__Passage for review__:
++++++

World Models
Learning internal models of how the world works — compressing environment dynamics into something an agent can plan with.
Landscape
A world model is a learned model of environment dynamics: given current state and action, predict next state (and reward). With a good world model, an agent can plan entirely in imagination — no environment interaction needed.
Sub-areas
- Latent space models — learn to predict in compressed latent space rather than pixel space (RSSM, DreamerV1/V2/V3)
- Transformer-based world models — sequential prediction with attention (IRIS, TransDreamer, Genie)
- Video prediction — treating world modeling as video generation (DALL-E, VideoGPT applied to RL)
- Physics-informed models — embedding physical priors into the learned model
- Foundation world models — large-scale, general-purpose environment models (GAIA-1, Genie 2)
Landmark papers
- World Models — Ha & Schmidhuber, 2018. The paper that named the concept in modern form.
- Dream to Control (DreamerV1) — Hafner et al., 2019.
- Mastering Atari with Discrete World Models (DreamerV2) — Hafner et al., 2020.
- Dreamer V3 — Hafner et al., 2023. Scales across domains without tuning.
- IRIS: Transformers are Sample-Efficient World Models — Micheli et al., 2022.
- Genie: Generative Interactive Environments — Bruce et al., 2024. Generalist world model from video.
Key figures
David Ha, Jürgen Schmidhuber, Danijar Hafner, Yann LeCun (JEPA approach), Timothy Lillicrap.
Open Problems
-
What's the right representation space for world models? Pixel space is expensive. Latent space requires a good encoder. Abstract state space requires structure we don't know how to induce. The tradeoff is unresolved.
-
How do you evaluate world model quality independently of downstream RL performance? Current evaluation is almost entirely through RL metrics. A world model could be useful without being optimal for RL.
-
Can world models generalize across tasks? Most world models are trained per-environment. Foundation world models (Genie 2) are promising but still limited.
-
How do world models handle stochasticity? Environments are often partially observable and stochastic. Current models handle this imperfectly — either averaging over futures or being overconfident.
-
What's the relationship between world models and language models? LLMs are trained to predict next tokens — they are world models of text. Whether this generalizes to grounded, physical world modeling is deeply unclear.
Questions & Ideas
- What is the minimal information a world model needs to capture for an RL agent to plan optimally? Is there a formal answer?

++++++

__Data__:
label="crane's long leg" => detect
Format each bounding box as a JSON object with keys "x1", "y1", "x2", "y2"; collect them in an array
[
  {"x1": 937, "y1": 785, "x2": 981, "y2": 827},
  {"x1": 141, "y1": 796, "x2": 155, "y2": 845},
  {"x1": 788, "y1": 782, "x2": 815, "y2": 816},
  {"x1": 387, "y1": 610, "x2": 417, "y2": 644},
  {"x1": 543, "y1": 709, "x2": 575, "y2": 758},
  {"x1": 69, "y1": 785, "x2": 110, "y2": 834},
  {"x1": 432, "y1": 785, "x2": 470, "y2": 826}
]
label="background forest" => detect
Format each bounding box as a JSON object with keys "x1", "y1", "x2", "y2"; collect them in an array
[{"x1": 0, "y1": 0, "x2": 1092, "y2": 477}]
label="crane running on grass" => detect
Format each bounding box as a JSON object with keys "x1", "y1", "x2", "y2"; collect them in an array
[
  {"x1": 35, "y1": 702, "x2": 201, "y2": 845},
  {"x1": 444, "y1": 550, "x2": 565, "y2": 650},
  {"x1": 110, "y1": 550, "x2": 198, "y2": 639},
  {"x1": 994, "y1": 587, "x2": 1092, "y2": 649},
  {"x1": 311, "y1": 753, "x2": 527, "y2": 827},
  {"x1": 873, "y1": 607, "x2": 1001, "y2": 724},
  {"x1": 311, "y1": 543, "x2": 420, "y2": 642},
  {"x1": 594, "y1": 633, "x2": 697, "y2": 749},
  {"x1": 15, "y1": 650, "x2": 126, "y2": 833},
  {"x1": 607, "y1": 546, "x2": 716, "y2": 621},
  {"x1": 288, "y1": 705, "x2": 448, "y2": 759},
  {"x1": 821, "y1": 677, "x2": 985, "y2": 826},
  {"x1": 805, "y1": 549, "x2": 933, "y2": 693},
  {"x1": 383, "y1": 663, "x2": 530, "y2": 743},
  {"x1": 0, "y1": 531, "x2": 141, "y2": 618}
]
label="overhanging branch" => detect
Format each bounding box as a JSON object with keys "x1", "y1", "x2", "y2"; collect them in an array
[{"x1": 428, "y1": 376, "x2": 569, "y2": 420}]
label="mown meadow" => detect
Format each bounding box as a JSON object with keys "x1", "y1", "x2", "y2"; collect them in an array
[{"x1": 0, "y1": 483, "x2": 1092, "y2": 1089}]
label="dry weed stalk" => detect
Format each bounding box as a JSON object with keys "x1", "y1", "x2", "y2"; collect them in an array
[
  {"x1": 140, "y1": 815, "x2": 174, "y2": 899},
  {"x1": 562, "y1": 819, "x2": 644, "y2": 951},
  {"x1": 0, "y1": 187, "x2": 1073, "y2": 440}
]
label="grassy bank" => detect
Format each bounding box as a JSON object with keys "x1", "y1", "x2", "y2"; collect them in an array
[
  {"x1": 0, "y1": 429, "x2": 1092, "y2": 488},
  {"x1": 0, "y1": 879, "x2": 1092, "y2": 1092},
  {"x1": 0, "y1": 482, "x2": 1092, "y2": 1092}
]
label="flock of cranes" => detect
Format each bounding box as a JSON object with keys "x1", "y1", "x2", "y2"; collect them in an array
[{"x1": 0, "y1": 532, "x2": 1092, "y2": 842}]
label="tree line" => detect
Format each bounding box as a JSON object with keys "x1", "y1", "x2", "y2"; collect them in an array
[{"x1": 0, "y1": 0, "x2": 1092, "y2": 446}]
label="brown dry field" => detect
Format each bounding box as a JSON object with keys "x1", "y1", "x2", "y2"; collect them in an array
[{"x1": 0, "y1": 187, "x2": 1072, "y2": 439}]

++++++

__Activities__:
1. In the world models page, which paper is described as scaling across domains without tuning?
2. Pick up the world models page after its final line and continue writing it.

__Outputs by task__:
1. Dreamer V3 (Hafner et al., 2023).

2.
- How do you evaluate a world model's predictions without running the real environment? What's the right proxy metric?
- Can a world model trained on one agent's trajectories generalize to a different agent's action space?
- Is there a meaningful difference between a language model predicting tokens and a world model predicting states? Where do they diverge?
- How should a world model handle irreversible actions? Does it need a notion of time direction?
- What would it mean for a world model to be causally correct vs. just predictively accurate?
My Take
This section evolves as thinking develops.
LeCun's JEPA (Joint Embedding Predictive Architecture) framing is interesting: predict in abstract representation space rather than pixel space, avoid learning irrelevant details. This connects directly to the representation learning question — the world model quality is bounded by the representation quality.
The "foundation world model" direction (Genie, GAIA-1) feels like the near-term version of what AGI needs: a general model of how the world works, grounded in perception and action. The question is whether scaling video prediction gets you there or whether you need something more structured.
Journal
2026-02-27 — Starting this area. Background: read DreamerV3, IRIS, Genie. The Dreamer line is the most rigorous — careful latent space design, proper handling of stochasticity, scales well. IRIS is interesting because it uses a discrete world model with a transformer, separating tokenization from prediction.
The thing I want to understand better: what does planning in latent space actually look like? How does DreamerV3's actor-critic operate in imagination? Starting with that as the next deep dive.